Do this
Please output exactly the run of lines that starts at the line with "If you could pick out the sunset" and ends at the last line of the records below.

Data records
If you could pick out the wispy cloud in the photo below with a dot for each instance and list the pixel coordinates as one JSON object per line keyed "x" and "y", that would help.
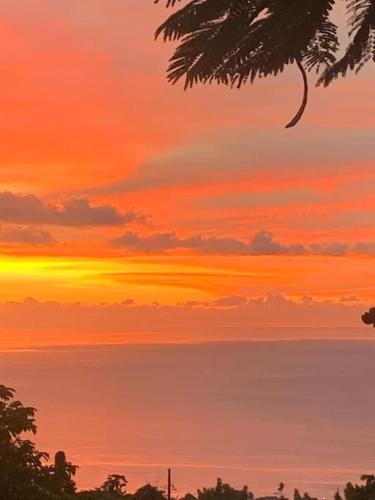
{"x": 75, "y": 212}
{"x": 262, "y": 243}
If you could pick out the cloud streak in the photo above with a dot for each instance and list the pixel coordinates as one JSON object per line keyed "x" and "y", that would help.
{"x": 262, "y": 243}
{"x": 76, "y": 212}
{"x": 25, "y": 235}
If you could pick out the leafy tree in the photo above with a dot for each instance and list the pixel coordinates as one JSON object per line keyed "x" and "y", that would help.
{"x": 115, "y": 484}
{"x": 223, "y": 491}
{"x": 233, "y": 42}
{"x": 149, "y": 492}
{"x": 361, "y": 492}
{"x": 60, "y": 475}
{"x": 21, "y": 464}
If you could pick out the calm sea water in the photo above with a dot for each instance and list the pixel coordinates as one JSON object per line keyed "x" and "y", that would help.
{"x": 253, "y": 413}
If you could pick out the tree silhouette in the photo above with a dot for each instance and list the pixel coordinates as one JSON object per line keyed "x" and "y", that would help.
{"x": 21, "y": 464}
{"x": 115, "y": 484}
{"x": 369, "y": 317}
{"x": 223, "y": 491}
{"x": 149, "y": 492}
{"x": 61, "y": 475}
{"x": 233, "y": 42}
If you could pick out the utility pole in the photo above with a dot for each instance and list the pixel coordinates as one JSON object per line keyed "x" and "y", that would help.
{"x": 169, "y": 484}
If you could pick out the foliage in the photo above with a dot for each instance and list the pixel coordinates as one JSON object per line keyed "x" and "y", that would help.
{"x": 149, "y": 492}
{"x": 233, "y": 42}
{"x": 21, "y": 464}
{"x": 223, "y": 491}
{"x": 361, "y": 492}
{"x": 115, "y": 485}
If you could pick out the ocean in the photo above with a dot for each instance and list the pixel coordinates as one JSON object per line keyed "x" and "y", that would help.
{"x": 253, "y": 413}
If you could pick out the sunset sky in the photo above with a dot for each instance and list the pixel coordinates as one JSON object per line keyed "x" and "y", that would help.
{"x": 126, "y": 203}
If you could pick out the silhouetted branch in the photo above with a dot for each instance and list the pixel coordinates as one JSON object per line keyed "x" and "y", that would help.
{"x": 301, "y": 110}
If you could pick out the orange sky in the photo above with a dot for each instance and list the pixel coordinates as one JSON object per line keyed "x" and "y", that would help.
{"x": 117, "y": 186}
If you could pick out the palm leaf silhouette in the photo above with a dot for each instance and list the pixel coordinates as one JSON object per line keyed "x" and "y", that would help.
{"x": 233, "y": 42}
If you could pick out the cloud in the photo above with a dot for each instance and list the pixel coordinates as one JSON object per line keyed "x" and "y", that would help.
{"x": 25, "y": 235}
{"x": 262, "y": 243}
{"x": 77, "y": 212}
{"x": 230, "y": 301}
{"x": 228, "y": 317}
{"x": 309, "y": 153}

Response
If you could pick out the sunset sky in the photo above with a dot for each instance and list the pixel coordinates as one JSON object per line keyed "x" and "y", that would help.
{"x": 126, "y": 203}
If you could pick out the silhouetted branch in the photo above with a dot for each instance and list the pixel coordinates as one JSON object per line keyed "x" and "y", that would help.
{"x": 301, "y": 110}
If you could pick out the orange sky in the photo above with a dot for each instance and list the pixel coordinates as one JSON object per line keyed "x" and "y", that would help.
{"x": 117, "y": 186}
If you could pick out the palm leaf silhouette in the photo above with a dot for each instance and list the pixel coordinates as one JSON object per line keyed "x" and "y", that would help.
{"x": 233, "y": 42}
If you could pick out the cloud in the photo above with a dot for each instance and list the pixel coordinates as one JSON object per line keyed "x" and "y", that would help.
{"x": 25, "y": 235}
{"x": 262, "y": 243}
{"x": 77, "y": 212}
{"x": 230, "y": 301}
{"x": 228, "y": 317}
{"x": 309, "y": 153}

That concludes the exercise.